PhD in Informatics Seminar #6 2020/2021 | DI Ciências ULisboa

Title: Recommender systems for scientific items: a Sequential Enrichment (SeEn) approach

Speaker: Márcia Barros, LASIGE – DI/FCUL

When: May 13 (Thursday) at 12:00


Databases for scientific entities, such as chemical compounds, diseases and astronomical objects, are growing in size and complexity, reaching billions of items per database. Researchers need new and innovative tools for helping them to choose relevant items. In this work, we propose the use of Recommender Systems (RS) approaches coupled with scientific literature processing and deep learning to address this challenge.
In previous work, we developed a methodology called LIBRETTI – LIterature Based RecommEndaTion of scienTific Items, whose goal is the creation of <user, item, rating> datasets, related with scientific fields. These datasets are created based on the major resource of knowledge that Science has: scientific literature. The first case studies conducted with LIBRETTI were in the fields of Astronomy and Chemistry, having as items open clusters of stars and chemical compounds, respectively. More recently, LIBRETTI methodology was applied to phenotypes, diseases, and gene terms, particularly related to the COVID-19 disease. With these datasets available, we developed a hybrid recommender model suitable for implicit feedback datasets and focused on retrieving a ranked list according to the relevance of the items, for recommending chemical compounds.

■ Tasks:
1. For each statement about the seminar announcement, state yes or no and quote the words that decide it: (a) the seminar takes place on May 13 at 12:00; (b) the first LIBRETTI case studies were in Biology and Physics; (c) the hybrid recommender model is suited to explicit feedback datasets.
2. Return the passage of the seminar announcement from "Title: Recommender systems" up to and including "address this challenge.", copied without change.
3. Supply the next part of the seminar announcement on recommender systems for scientific items, beginning after its final sentence.
The records bear no relation to the seminar announcement.

■ Data records:
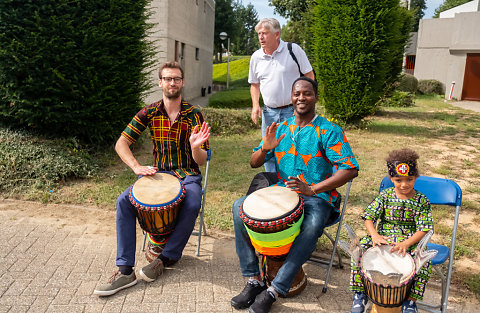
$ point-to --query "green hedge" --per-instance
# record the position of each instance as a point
(31, 161)
(232, 98)
(356, 48)
(229, 121)
(400, 99)
(430, 86)
(238, 72)
(73, 67)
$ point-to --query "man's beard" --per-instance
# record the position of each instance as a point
(173, 95)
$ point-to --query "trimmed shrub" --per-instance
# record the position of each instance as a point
(407, 82)
(232, 99)
(31, 161)
(399, 99)
(73, 68)
(430, 86)
(356, 48)
(229, 121)
(238, 72)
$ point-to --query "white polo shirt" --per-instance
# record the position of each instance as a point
(277, 72)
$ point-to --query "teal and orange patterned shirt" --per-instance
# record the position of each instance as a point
(171, 145)
(398, 219)
(311, 152)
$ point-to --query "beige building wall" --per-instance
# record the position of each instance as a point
(184, 32)
(442, 49)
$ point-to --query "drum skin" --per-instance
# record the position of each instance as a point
(157, 199)
(387, 267)
(273, 217)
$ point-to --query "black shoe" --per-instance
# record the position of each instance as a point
(248, 294)
(263, 302)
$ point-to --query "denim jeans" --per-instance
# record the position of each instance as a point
(270, 115)
(127, 223)
(316, 214)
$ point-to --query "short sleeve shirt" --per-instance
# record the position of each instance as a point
(310, 152)
(397, 218)
(276, 73)
(171, 145)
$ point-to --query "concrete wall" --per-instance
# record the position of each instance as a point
(442, 48)
(192, 23)
(411, 48)
(471, 6)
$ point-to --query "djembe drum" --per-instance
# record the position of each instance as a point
(387, 277)
(157, 199)
(273, 217)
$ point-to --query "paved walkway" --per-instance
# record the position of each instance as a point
(48, 264)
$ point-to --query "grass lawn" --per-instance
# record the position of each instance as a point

■ Replies:
1.
(a) Yes: "May 13 (Thursday) at 12:00"
(b) No: "The first case studies conducted with LIBRETTI were in the fields of Astronomy and Chemistry"
(c) No: "suitable for implicit feedback datasets"

2.
Title: Recommender systems for scientific items: a Sequential Enrichment (SeEn) approach

Speaker: Márcia Barros, LASIGE – DI/FCUL

When: May 13 (Thursday) at 12:00


Databases for scientific entities, such as chemical compounds, diseases and astronomical objects, are growing in size and complexity, reaching billions of items per database. Researchers need new and innovative tools for helping them to choose relevant items. In this work, we propose the use of Recommender Systems (RS) approaches coupled with scientific literature processing and deep learning to address this challenge.

3.
However, we know that science is mutable along the time, and relevant items in the past may not be relevant for a user anymore. Thus, we are now working on the recommendation of scientific items taking in account the time when each preference was published. Instead of <user,item,rating>, we are considering the sequence of scientific entities a user had interest along a time period and trying to predict the best next entity for this user.
For this end we are working in a sequential enrichment method, called SeEN, which consists of introducing in the sequence of each user the n most similar items to the one’s the user already saw. This enriched sequence is then considered as the input for state-of-the-art collaborative-filtering sequence-aware recommendation algorithms, such as BERT4Rec, improving the results when compared with the original sequence.